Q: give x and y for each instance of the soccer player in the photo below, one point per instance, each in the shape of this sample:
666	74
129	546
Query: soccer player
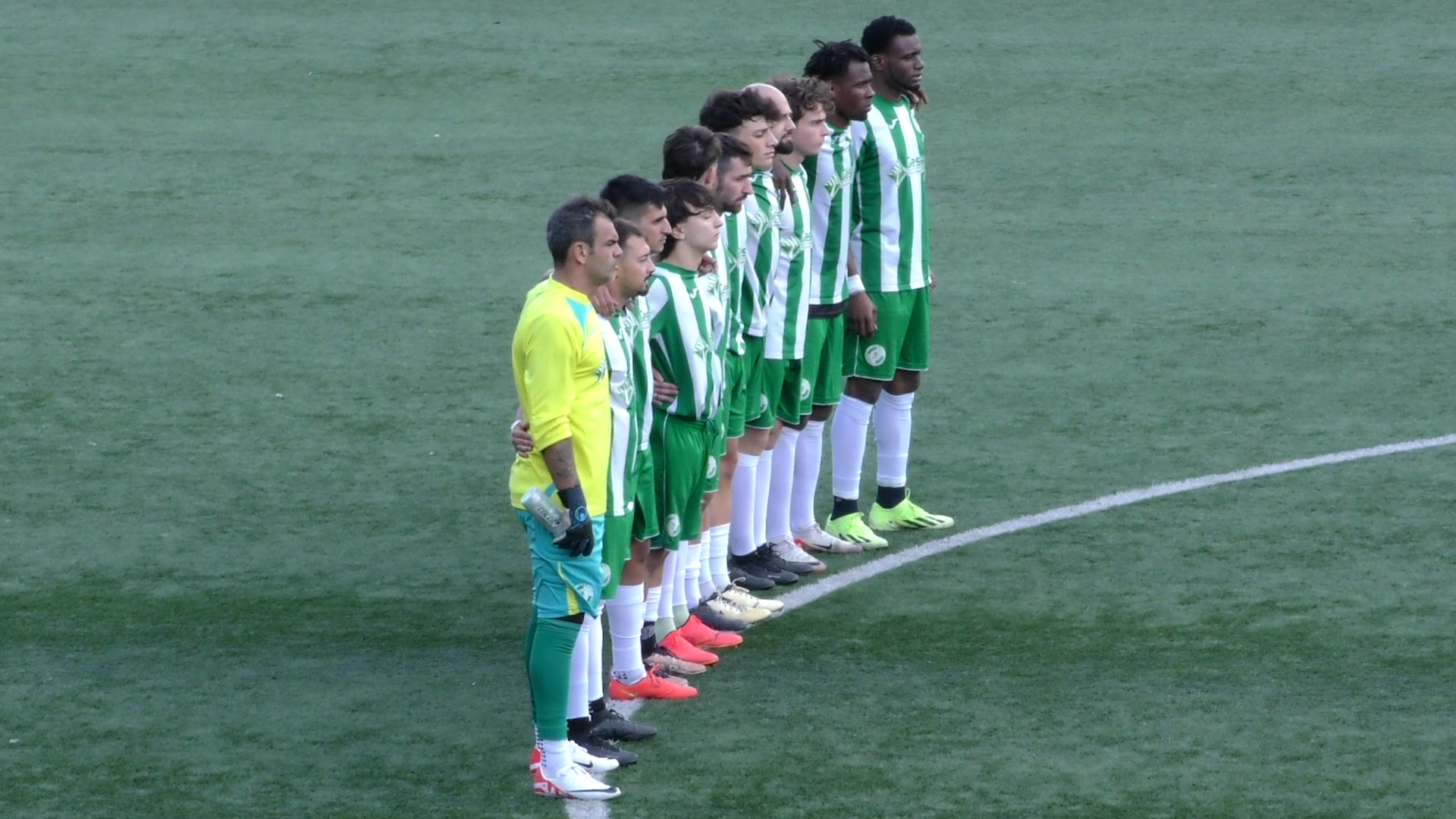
685	340
884	362
560	368
692	153
786	382
835	281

______

#### [PROBLEM STATEMENT]
Leaving the pictures out, transcribe the entries above exactly as written.

#### [PROBLEM SOLUTION]
Q: give x and y for each instance of the soccer player in the photo below, one point per instance, each in the shape of this sample:
666	74
129	546
Query: soccer player
685	340
884	362
560	368
692	153
786	382
835	281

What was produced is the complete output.